◆ To do
A. Extract the part of the difflib text that runs from "The default output" to "changes were made.".
B. According to the difflib text, what is the stated purpose of the module?
C. List every variable name that the code in the difflib text assigns a value to.

◆ Document passage
● ● ● ●

# difflib – Compare sequences

URL: https://pymotw.com/2/difflib/

URL: https://docs.python.org/3/library/difflib.html

Purpose:	Compare sequences, especially lines of text.

The difflib module contains tools for computing and working with differences between sequences. It is especially useful for comparing text, and includes functions that produce reports using several common difference formats.

In [None]:
text1 = """Lorem ipsum dolor sit amet, consectetuer adipiscing elit. Integer
eu lacus accumsan arcu fermentum euismod. Donec pulvinar porttitor
tellus. Aliquam venenatis. Donec facilisis pharetra tortor.  In nec
mauris eget magna consequat convallis. Nam sed sem vitae odio
pellentesque interdum. Sed consequat viverra nisl. Suspendisse arcu
metus, blandit quis, rhoncus ac, pharetra eget, velit. Mauris
urna. Morbi nonummy molestie orci. Praesent nisi elit, fringilla ac,
suscipit non, tristique vel, mauris. Curabitur vel lorem id nisl porta
adipiscing. Suspendisse eu lectus. In nunc. Duis vulputate tristique
enim. Donec quis lectus a justo imperdiet tempus."""
text1_lines = text1.splitlines()

text2 = """Lorem ipsum dolor sit amet, consectetuer adipiscing elit. Integer
eu lacus accumsan arcu fermentum euismod. Donec pulvinar, porttitor
tellus. Aliquam venenatis. Donec facilisis pharetra tortor. In nec
mauris eget magna consequat convallis. Nam cras vitae mi vitae odio
pellentesque interdum. Sed consequat viverra nisl. Suspendisse arcu
metus, blandit quis, rhoncus ac, pharetra eget, velit. Mauris
urna. Morbi nonummy molestie orci. Praesent nisi elit, fringilla ac,
suscipit non, tristique vel, mauris. Curabitur vel lorem id nisl porta
adipiscing. Duis vulputate tristique enim. Donec quis lectus a justo
imperdiet tempus. Suspendisse eu lectus. In nunc. """
text2_lines = text2.splitlines()

# print("text1= \n{}\n".format(text1_lines))
# print("text2= \n{}\n".format(text2_lines))

## Comparing Bodies of Text

The default output produced by Differ is similar to the diff command line tool is simple with the Differ class. It includes the original input values from both lists, including common values, and markup data to indicate what changes were made.

● ● ● ●

◆ Provided material
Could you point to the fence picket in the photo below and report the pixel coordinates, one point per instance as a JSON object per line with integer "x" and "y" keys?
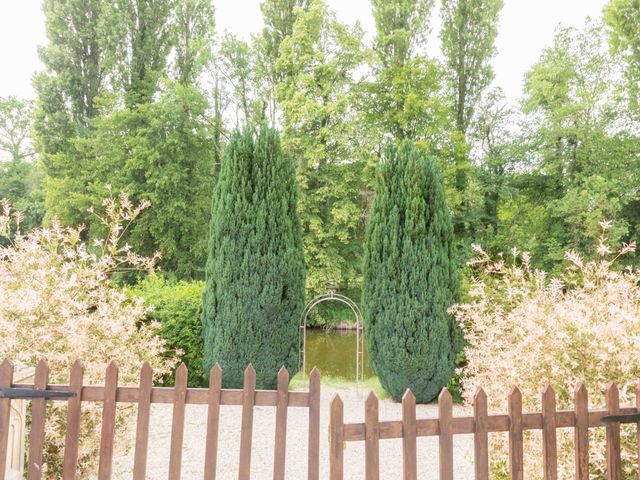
{"x": 612, "y": 400}
{"x": 372, "y": 436}
{"x": 279, "y": 451}
{"x": 480, "y": 436}
{"x": 409, "y": 432}
{"x": 71, "y": 439}
{"x": 336, "y": 439}
{"x": 213, "y": 417}
{"x": 549, "y": 445}
{"x": 142, "y": 422}
{"x": 177, "y": 423}
{"x": 107, "y": 430}
{"x": 38, "y": 419}
{"x": 6, "y": 380}
{"x": 246, "y": 435}
{"x": 445, "y": 420}
{"x": 581, "y": 432}
{"x": 516, "y": 451}
{"x": 314, "y": 425}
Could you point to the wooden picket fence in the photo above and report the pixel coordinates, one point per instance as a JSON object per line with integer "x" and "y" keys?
{"x": 144, "y": 395}
{"x": 581, "y": 419}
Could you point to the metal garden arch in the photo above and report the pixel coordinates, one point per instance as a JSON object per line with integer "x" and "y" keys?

● ● ● ●

◆ Solution list
A.
The default output produced by Differ is similar to the diff command line tool is simple with the Differ class. It includes the original input values from both lists, including common values, and markup data to indicate what changes were made.

B. To compare sequences, especially lines of text.

C. text1, text1_lines, text2, text2_lines